=== 本文 ===
---------------
さあ、今朝も穏やかな大変良いお天気になりましたが、もう11月も終わり、来週からはいよいよ師走12月ですね。
本当に月日の経つのは早いものだとつくづく感じます。
ところで、私のふるさとでは毎年11月中旬に『泣き日待ち(なきびまち)』という行事が行われていました。大人だけが参加する行事で、子供の頃から最近までその行事の名前だけは知っていましたが、意味も分からず過ごしてきました。
しかし最近になって、父も母も亡くなり、お墓のことやいろいろと動いていると、御先祖様の悲しいお話を知りましたので、今朝はそのお話を紹介させて頂きたいと思います。
私のふるさとは、三重県志摩市磯部町という伊勢市の南側ある田舎町ですが、実は数百年前に、ため池を作るために、三重県の中部にあったふるさとを追い出され、今の磯部町に移り住んだという話しは聞いていました。
そして、元々住んでいた所が今は「五桂池(ごかつらいけ)ふるさとパーク、動物園」として地域の憩いの場になっている、そんな話しも聞きましたので行ってみると、確かにその池のほとりに、大きな立て札があり、この池を作るために、追われた家々の名前が書かれていて、田畑の名前があったことも思い出しました。
---------------
=== 指示 A ===
本文によると、筆者のふるさとで『泣き日待ち』は毎年いつ行われていましたか。
=== 指示 B ===
本文のうち、「さあ、今朝も穏やかな大変良い」という語句を含むところから始めて「という話しは聞いていました。」の後で終わる部分を、一字も変えずに抜き出してください。
データは本文とは別の出典から取られたものです。

=== 提供データ ===
---------------
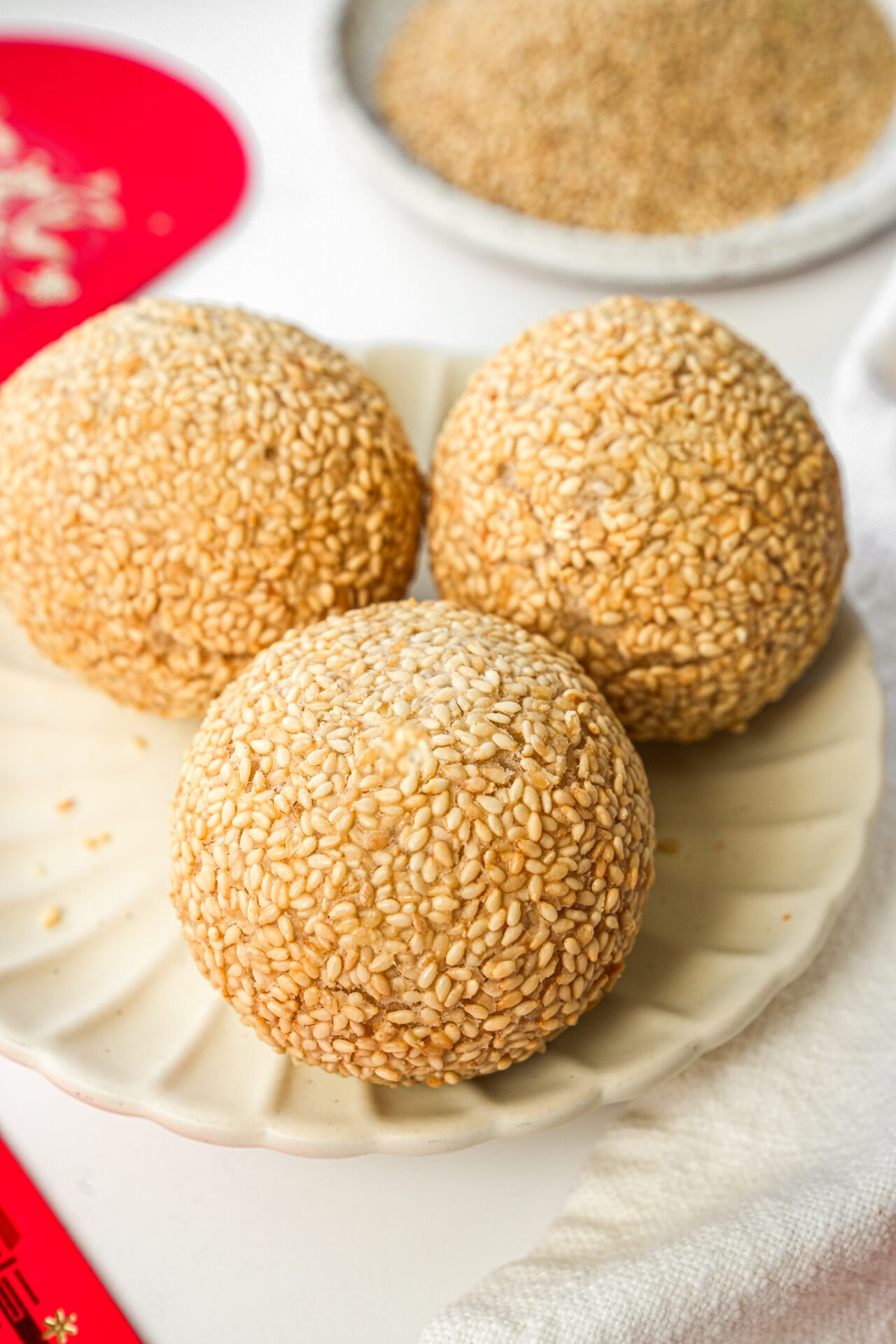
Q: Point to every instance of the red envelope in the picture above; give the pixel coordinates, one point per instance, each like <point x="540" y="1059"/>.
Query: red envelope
<point x="109" y="171"/>
<point x="48" y="1289"/>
---------------
=== 正解 A ===
毎年11月中旬に行われていました。

=== 正解 B ===
さあ、今朝も穏やかな大変良いお天気になりましたが、もう11月も終わり、来週からはいよいよ師走12月ですね。
本当に月日の経つのは早いものだとつくづく感じます。
ところで、私のふるさとでは毎年11月中旬に『泣き日待ち(なきびまち)』という行事が行われていました。大人だけが参加する行事で、子供の頃から最近までその行事の名前だけは知っていましたが、意味も分からず過ごしてきました。
しかし最近になって、父も母も亡くなり、お墓のことやいろいろと動いていると、御先祖様の悲しいお話を知りましたので、今朝はそのお話を紹介させて頂きたいと思います。
私のふるさとは、三重県志摩市磯部町という伊勢市の南側ある田舎町ですが、実は数百年前に、ため池を作るために、三重県の中部にあったふるさとを追い出され、今の磯部町に移り住んだという話しは聞いていました。